[Start of section]

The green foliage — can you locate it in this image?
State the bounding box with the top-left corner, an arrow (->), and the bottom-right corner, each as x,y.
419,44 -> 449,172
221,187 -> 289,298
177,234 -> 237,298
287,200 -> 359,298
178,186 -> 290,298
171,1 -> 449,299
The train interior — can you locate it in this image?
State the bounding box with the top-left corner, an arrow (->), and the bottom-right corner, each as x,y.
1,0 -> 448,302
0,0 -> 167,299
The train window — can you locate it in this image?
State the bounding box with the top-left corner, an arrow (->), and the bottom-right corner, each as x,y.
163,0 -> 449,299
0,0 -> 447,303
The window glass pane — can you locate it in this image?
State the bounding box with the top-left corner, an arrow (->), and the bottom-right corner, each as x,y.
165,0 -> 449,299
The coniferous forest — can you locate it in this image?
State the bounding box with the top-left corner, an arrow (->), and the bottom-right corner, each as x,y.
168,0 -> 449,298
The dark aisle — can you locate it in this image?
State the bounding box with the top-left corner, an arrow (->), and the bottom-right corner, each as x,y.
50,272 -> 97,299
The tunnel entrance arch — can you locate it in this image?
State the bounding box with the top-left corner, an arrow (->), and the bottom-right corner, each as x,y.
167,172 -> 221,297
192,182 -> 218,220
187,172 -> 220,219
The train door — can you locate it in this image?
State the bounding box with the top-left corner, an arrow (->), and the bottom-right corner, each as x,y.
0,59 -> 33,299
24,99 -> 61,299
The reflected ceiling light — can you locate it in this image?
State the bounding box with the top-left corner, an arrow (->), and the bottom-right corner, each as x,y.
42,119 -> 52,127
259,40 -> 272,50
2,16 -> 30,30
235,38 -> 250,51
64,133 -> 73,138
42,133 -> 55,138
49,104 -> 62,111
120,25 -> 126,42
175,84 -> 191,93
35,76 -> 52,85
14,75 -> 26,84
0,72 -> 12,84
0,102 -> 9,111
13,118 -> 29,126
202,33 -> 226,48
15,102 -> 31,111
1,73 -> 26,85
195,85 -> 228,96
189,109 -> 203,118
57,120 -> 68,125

[End of section]

TASK DIRECTIONS – Scan the listing and copy every line where the string "locate" shows up.

SOLUTION TO THE PROBLEM –
The green foliage — can you locate it in this image?
The train interior — can you locate it in this image?
The train window — can you locate it in this image?
The window glass pane — can you locate it in this image?
The coniferous forest — can you locate it in this image?
The dark aisle — can you locate it in this image?
The tunnel entrance arch — can you locate it in this image?
The train door — can you locate it in this image?
The reflected ceiling light — can you locate it in this image?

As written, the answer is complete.